• [SOURCE DATA]
**********

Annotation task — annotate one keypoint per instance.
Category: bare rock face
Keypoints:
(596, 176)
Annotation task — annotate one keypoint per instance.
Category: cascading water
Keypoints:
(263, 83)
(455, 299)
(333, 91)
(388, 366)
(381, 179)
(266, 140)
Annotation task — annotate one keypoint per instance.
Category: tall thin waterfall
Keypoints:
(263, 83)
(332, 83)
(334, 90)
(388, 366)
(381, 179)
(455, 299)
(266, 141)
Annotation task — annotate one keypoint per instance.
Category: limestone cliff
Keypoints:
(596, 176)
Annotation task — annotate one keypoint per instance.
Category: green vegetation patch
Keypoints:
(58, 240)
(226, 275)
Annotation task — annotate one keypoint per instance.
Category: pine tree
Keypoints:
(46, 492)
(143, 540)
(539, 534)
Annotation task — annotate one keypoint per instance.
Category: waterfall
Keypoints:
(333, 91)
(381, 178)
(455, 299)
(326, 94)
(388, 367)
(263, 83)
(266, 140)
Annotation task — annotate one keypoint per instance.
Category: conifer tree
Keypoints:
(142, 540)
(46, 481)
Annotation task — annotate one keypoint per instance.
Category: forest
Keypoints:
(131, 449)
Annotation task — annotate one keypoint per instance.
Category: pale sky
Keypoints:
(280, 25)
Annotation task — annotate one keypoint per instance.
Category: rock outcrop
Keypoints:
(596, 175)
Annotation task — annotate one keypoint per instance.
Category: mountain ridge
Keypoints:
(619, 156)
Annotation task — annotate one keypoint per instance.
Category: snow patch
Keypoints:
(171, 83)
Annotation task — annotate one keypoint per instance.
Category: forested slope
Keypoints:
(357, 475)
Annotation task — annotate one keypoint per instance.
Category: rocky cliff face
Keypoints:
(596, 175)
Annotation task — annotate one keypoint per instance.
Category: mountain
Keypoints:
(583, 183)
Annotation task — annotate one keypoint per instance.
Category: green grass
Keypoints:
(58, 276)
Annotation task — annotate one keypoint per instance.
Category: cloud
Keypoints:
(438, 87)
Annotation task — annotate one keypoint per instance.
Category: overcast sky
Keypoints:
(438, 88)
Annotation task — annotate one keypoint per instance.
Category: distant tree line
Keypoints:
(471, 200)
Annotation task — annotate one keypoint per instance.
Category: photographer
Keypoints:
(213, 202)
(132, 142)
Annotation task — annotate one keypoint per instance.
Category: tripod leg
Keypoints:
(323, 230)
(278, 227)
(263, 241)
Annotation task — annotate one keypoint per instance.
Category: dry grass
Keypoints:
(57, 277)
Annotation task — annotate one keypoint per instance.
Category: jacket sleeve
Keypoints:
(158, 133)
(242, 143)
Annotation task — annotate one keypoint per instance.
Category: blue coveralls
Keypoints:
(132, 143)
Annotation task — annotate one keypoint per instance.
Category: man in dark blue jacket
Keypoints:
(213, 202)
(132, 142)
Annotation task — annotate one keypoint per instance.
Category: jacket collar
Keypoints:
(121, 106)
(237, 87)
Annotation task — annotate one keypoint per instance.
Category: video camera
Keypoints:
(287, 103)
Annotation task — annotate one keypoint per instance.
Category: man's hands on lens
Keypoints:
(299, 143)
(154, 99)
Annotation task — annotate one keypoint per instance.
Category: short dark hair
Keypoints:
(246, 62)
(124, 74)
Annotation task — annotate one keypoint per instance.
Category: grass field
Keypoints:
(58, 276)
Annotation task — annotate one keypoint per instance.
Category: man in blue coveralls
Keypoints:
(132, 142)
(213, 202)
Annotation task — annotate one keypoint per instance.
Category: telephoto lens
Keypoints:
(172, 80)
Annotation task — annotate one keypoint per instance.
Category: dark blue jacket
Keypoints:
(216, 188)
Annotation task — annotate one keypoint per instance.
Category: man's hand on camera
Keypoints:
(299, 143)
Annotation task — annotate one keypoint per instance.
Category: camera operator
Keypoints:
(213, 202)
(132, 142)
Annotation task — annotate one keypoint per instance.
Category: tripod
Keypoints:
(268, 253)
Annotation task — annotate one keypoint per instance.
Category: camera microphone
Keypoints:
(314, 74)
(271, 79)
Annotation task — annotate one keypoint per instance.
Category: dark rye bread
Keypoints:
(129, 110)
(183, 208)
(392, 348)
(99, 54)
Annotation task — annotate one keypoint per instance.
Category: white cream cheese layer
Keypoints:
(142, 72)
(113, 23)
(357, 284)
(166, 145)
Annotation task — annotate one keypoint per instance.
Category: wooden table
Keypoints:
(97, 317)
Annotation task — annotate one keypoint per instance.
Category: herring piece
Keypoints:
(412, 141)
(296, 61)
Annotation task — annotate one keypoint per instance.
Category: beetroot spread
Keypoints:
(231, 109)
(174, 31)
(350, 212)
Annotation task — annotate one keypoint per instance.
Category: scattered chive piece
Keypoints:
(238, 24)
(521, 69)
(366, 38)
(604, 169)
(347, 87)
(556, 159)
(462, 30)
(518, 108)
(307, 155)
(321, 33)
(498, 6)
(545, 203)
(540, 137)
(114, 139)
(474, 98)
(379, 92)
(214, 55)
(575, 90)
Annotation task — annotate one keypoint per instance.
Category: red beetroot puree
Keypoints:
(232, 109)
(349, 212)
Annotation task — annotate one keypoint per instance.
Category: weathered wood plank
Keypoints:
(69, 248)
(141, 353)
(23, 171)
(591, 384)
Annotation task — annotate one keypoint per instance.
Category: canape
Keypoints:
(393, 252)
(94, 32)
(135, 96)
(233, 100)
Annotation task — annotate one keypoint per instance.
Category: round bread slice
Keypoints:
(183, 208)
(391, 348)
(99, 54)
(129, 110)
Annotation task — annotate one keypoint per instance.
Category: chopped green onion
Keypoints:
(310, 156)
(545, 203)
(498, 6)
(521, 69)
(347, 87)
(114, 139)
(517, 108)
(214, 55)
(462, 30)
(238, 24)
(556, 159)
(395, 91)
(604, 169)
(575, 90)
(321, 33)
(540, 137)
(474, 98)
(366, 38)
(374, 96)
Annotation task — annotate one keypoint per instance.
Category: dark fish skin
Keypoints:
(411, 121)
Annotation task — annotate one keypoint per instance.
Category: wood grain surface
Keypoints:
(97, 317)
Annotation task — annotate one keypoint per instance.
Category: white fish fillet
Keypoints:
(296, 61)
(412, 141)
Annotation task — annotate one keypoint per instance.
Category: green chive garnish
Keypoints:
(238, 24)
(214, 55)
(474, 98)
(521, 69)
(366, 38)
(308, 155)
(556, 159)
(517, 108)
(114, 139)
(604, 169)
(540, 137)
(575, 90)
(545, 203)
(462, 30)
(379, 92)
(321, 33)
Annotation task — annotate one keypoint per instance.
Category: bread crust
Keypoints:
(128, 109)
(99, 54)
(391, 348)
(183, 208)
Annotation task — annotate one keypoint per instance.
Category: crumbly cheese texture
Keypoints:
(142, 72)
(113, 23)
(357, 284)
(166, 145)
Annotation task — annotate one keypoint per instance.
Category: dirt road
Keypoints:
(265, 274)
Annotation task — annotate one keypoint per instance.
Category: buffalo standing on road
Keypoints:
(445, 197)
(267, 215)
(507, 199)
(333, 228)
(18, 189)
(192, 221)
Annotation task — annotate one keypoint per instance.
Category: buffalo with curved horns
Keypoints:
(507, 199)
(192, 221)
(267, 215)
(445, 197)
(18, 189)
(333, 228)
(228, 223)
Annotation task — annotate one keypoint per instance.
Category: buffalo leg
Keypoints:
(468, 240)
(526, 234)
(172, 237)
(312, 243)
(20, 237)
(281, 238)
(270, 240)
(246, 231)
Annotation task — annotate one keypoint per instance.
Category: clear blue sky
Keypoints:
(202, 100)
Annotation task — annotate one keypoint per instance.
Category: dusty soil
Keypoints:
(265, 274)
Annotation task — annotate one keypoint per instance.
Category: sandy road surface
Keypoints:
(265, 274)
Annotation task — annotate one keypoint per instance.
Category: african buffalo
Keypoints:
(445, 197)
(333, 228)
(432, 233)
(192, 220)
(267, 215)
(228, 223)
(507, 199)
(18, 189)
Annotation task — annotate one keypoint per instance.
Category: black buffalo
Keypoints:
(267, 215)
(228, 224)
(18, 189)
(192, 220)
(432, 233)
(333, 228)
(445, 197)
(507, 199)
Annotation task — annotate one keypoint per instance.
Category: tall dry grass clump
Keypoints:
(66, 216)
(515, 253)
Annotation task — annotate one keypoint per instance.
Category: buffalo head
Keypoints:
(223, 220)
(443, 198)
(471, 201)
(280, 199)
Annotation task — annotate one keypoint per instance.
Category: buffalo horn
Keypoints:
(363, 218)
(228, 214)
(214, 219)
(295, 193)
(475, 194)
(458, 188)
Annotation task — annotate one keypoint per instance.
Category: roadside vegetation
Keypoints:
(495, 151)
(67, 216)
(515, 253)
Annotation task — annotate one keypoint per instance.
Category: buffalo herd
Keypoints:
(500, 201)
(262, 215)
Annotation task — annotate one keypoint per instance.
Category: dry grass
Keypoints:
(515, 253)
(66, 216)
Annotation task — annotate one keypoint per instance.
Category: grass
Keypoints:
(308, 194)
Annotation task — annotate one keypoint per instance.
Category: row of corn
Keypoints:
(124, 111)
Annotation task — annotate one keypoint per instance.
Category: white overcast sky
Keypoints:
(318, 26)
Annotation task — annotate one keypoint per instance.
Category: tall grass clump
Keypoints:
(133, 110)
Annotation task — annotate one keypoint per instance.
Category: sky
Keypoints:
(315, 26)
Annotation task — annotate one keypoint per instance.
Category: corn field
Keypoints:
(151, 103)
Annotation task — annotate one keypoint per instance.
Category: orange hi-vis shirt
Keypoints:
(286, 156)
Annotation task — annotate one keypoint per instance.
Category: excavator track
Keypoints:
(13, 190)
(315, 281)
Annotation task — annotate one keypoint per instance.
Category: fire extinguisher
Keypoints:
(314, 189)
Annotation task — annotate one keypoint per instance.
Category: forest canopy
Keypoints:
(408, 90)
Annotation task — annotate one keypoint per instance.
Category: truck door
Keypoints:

**********

• [WHAT YOU ARE ASKED TO DO] To answer, report how many lines of the listing contain the word "camera", as a number with nothing else.

• [ANSWER SPACE] 4